Bij multiple sclerose wordt vaak onderscheid gemaakt tussen groepen mensen met vooral aanvalsgewijze klachten (relapsing) of vooral progressieve klachten. Het is onduidelijk in hoeverre deze groepen echt van elkaar verschillen, of dat we vooral naar klachten van één en dezelfde ziekte kijken die zich op verschillende manieren kan uiten.
Katelijn Blok en Romy Klein Kranenbarg vergeleken bloed- en hersenvochtbiomarkers tussen mensen met een aanvankelijke relapsing of primair progressieve MS-diagnose die gevolgd werden in het Erasmus MC – MS Centrum ErasMS. Dit onderzoek werd gepubliceerd in het European Journal of Neurology. Niet het aanvankelijke ziektebeeld, maar eerder de mate van het optreden van ontstekingsaanvallen en het niveau van lichamelijke beperking bleken samen te hangen met de verdeling van biomarkers. Hiernaast vonden Jeen Engelenburg en Aletta van den Bosch geen verschillen in de verdeling van lymfocyten en axonale schade gerelateerd aan het initiële ziektebeeld, zoals onderzocht bij hersendonorweefsel van De Nederlandse Hersenbank.

---------------

* **Wat wordt gevraagd**
Schrijf uit het fragment over multiple sclerose letterlijk het gedeelte over dat opent met de woorden "Bij multiple sclerose" en sluit met "manieren kan uiten.".

* **Verstrekte gegevens**
---------------

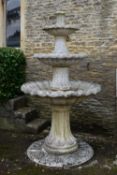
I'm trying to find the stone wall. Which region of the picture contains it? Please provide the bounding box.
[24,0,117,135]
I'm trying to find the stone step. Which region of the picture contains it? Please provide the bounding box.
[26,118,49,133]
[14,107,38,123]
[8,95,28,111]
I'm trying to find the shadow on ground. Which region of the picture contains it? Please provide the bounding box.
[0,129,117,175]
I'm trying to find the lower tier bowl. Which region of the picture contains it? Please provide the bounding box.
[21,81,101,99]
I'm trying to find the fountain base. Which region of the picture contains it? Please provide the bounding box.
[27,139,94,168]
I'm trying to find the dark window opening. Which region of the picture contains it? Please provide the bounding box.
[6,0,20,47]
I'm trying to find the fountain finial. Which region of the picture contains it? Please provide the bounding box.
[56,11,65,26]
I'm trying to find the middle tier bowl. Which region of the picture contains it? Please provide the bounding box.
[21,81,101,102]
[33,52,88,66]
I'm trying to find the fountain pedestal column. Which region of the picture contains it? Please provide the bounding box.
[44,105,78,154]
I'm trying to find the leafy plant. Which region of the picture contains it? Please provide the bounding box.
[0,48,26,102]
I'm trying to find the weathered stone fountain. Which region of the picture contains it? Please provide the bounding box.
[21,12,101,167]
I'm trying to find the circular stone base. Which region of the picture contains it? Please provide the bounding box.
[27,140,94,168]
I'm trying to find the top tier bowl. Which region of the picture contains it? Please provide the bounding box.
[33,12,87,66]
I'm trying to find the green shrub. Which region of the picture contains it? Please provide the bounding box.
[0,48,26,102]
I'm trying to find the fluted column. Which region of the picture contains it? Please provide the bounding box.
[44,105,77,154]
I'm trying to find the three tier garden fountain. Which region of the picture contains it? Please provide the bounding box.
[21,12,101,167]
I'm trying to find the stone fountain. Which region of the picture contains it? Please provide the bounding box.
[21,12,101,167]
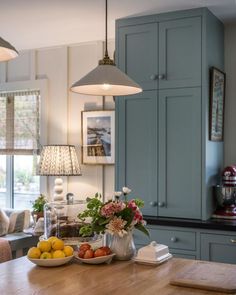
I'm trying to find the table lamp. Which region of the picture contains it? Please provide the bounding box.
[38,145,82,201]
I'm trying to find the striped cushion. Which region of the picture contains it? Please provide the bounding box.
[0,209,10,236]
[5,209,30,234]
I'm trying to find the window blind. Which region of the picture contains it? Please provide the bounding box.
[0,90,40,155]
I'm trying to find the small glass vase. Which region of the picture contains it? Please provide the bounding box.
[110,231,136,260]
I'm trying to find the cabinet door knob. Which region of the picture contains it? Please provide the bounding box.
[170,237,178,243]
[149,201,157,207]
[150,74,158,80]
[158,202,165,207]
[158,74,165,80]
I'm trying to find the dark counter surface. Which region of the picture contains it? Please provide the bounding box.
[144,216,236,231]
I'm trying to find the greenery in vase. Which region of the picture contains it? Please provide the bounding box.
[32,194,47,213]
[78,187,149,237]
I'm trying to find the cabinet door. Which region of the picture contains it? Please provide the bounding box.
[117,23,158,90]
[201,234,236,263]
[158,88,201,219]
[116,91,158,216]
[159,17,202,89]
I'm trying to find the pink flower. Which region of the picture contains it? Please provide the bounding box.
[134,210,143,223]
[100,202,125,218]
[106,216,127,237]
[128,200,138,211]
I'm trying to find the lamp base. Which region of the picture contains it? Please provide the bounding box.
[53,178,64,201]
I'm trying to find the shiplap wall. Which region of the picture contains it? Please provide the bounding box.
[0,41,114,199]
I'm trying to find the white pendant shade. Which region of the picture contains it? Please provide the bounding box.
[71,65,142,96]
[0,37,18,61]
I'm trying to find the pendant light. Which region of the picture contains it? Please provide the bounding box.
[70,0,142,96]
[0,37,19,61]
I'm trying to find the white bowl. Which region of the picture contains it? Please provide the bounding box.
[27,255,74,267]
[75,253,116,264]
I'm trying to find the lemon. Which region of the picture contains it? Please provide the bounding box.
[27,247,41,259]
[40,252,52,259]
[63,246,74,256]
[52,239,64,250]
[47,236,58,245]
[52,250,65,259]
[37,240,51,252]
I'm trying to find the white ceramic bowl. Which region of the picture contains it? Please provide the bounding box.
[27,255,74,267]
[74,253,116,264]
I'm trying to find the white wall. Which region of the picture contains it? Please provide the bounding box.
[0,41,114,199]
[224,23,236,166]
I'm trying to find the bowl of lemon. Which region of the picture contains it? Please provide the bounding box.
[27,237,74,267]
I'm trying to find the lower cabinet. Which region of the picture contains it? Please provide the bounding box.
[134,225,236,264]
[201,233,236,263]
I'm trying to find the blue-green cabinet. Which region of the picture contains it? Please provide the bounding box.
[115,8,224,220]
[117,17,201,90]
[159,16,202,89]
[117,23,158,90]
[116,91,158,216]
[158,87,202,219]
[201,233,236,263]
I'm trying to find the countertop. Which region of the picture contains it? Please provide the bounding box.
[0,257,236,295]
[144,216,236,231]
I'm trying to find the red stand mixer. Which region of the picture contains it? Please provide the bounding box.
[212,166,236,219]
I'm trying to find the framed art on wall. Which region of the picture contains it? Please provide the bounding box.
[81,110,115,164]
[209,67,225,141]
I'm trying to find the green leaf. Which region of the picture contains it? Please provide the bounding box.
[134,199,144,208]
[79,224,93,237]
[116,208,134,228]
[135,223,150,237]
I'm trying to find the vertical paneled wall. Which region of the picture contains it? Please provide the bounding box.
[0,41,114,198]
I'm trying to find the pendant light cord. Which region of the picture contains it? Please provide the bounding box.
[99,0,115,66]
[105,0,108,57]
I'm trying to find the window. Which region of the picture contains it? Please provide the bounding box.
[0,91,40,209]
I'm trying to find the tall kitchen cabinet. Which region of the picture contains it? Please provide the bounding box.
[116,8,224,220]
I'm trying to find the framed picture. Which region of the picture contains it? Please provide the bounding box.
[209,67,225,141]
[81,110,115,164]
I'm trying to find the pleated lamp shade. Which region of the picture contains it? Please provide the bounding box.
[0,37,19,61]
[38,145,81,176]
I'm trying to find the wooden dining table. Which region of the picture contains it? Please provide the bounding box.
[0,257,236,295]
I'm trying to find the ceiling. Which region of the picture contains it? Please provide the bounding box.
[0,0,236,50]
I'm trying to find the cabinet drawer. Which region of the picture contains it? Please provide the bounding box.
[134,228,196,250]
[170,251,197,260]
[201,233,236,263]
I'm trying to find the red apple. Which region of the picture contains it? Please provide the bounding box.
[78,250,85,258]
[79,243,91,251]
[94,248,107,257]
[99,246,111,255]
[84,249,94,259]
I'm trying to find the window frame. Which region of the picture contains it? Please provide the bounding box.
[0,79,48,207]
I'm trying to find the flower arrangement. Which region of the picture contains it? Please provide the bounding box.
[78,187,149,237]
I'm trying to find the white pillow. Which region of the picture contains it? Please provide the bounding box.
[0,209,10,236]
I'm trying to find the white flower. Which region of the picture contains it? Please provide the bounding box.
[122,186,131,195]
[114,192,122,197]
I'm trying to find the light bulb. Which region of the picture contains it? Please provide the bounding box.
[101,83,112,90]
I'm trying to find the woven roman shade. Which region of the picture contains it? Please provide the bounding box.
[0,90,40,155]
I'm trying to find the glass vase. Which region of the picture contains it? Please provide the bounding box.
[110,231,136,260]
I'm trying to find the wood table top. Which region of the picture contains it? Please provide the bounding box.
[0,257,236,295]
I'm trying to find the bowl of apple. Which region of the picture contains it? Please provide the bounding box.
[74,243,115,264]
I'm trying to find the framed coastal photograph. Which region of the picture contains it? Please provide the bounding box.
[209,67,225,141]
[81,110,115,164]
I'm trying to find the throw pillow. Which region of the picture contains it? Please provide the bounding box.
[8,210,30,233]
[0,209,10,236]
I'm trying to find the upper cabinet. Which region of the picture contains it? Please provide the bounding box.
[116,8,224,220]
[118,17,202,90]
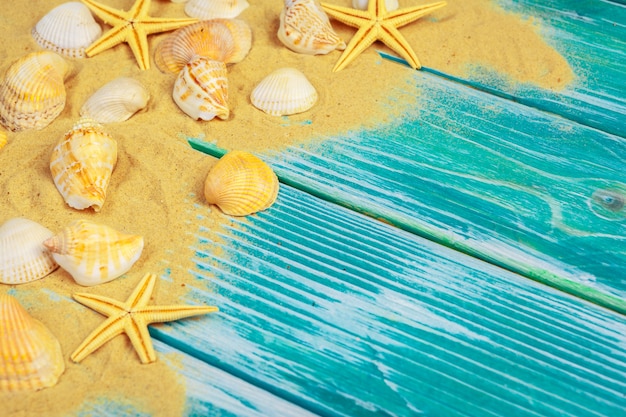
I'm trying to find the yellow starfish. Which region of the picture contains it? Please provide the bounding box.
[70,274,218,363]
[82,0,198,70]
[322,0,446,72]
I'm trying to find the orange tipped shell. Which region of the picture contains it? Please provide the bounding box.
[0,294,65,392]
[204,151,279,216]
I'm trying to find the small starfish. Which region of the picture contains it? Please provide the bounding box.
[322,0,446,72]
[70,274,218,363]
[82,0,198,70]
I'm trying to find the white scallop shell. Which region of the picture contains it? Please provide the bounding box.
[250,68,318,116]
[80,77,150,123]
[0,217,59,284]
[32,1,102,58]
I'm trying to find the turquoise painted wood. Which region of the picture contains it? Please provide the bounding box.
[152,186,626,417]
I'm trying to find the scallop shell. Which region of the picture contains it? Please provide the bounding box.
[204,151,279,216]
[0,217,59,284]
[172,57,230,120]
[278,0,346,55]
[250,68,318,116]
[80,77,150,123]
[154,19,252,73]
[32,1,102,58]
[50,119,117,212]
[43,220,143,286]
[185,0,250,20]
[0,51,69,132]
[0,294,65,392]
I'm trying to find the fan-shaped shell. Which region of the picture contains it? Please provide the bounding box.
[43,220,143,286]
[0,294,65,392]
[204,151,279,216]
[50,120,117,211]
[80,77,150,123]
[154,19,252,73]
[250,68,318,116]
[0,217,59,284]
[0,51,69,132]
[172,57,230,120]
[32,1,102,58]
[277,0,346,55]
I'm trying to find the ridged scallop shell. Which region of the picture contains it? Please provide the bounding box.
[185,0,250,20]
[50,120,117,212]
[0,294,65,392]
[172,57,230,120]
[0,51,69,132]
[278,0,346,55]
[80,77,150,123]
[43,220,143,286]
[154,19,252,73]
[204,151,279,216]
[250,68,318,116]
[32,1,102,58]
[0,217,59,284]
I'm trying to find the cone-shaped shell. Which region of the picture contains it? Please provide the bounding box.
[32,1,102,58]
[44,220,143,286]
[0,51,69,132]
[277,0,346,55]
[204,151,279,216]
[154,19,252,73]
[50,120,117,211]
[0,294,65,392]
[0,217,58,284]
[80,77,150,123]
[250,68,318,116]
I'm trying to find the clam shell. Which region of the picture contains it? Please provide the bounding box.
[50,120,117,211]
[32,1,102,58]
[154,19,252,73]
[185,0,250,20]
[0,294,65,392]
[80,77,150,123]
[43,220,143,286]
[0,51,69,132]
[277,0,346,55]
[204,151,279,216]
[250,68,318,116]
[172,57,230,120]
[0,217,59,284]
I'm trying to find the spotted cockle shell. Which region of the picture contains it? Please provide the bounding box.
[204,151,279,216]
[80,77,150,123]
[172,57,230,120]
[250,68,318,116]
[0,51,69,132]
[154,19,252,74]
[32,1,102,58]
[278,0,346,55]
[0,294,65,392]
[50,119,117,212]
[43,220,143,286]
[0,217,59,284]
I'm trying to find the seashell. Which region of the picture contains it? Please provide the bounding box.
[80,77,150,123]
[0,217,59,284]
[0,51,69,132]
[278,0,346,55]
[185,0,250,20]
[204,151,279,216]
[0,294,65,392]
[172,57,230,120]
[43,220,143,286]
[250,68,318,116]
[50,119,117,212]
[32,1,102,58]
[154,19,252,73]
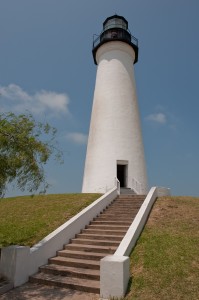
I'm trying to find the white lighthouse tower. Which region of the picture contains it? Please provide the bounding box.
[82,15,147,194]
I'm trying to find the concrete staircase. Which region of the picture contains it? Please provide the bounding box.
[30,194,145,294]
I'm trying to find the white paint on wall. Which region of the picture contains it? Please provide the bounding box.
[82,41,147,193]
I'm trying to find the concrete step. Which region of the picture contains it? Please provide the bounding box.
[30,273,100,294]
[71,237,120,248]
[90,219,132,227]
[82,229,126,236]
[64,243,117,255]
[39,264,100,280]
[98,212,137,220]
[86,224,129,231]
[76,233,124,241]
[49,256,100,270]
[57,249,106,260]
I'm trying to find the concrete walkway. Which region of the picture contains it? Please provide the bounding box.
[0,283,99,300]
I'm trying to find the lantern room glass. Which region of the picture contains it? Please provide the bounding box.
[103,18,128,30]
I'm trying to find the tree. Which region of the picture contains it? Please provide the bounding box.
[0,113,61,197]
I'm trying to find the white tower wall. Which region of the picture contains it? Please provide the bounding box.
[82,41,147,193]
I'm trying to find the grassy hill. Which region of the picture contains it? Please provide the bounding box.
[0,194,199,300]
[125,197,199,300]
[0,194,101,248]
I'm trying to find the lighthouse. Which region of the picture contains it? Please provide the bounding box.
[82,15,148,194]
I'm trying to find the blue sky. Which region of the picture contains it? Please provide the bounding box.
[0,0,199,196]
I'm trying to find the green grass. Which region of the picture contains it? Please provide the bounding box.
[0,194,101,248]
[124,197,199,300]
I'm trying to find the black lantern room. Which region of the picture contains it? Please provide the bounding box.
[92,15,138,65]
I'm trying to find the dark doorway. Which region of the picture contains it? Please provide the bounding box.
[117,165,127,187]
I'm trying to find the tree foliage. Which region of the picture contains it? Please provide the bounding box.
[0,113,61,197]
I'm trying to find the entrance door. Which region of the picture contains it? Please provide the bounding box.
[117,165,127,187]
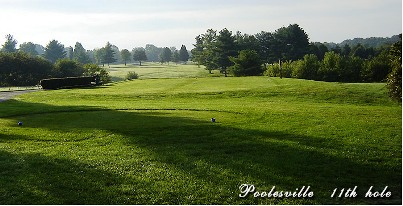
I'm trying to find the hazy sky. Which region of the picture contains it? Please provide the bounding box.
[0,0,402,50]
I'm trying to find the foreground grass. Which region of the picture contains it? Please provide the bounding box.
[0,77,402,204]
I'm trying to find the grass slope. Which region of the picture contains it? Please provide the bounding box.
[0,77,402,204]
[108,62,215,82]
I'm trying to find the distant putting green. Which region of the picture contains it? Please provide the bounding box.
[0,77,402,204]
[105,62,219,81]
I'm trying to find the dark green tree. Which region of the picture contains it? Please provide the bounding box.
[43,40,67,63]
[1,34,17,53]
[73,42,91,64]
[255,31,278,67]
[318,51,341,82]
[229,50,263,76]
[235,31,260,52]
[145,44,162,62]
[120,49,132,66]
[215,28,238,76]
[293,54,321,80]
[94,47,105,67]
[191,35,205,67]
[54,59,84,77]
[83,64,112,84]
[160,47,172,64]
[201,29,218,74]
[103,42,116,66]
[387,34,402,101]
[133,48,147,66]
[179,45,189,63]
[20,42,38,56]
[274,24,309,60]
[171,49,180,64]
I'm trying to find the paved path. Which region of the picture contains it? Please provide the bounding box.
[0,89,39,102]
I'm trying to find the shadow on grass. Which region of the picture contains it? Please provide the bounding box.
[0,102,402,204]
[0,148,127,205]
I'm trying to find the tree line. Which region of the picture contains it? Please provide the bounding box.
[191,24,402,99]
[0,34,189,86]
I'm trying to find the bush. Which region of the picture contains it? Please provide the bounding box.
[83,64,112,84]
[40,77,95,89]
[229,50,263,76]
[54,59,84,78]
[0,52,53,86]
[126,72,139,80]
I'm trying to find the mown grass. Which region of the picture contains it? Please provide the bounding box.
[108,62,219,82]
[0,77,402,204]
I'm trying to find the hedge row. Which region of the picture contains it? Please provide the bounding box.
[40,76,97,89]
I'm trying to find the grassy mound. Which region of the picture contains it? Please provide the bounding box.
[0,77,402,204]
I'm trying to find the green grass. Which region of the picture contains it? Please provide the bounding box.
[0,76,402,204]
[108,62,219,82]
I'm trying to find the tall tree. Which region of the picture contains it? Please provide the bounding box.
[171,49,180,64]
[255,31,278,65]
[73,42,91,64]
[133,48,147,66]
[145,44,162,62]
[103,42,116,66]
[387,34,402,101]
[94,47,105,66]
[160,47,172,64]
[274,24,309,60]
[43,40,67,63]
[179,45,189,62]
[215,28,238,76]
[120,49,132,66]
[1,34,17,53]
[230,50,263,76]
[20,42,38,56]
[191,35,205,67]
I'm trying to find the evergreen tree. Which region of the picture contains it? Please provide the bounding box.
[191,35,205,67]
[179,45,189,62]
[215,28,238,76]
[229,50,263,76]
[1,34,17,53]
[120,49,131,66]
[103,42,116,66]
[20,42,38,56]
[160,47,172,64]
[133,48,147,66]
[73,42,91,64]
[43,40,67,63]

---------------

* **Uitwerking opdracht**
Bij multiple sclerose wordt vaak onderscheid gemaakt tussen groepen mensen met vooral aanvalsgewijze klachten (relapsing) of vooral progressieve klachten. Het is onduidelijk in hoeverre deze groepen echt van elkaar verschillen, of dat we vooral naar klachten van één en dezelfde ziekte kijken die zich op verschillende manieren kan uiten.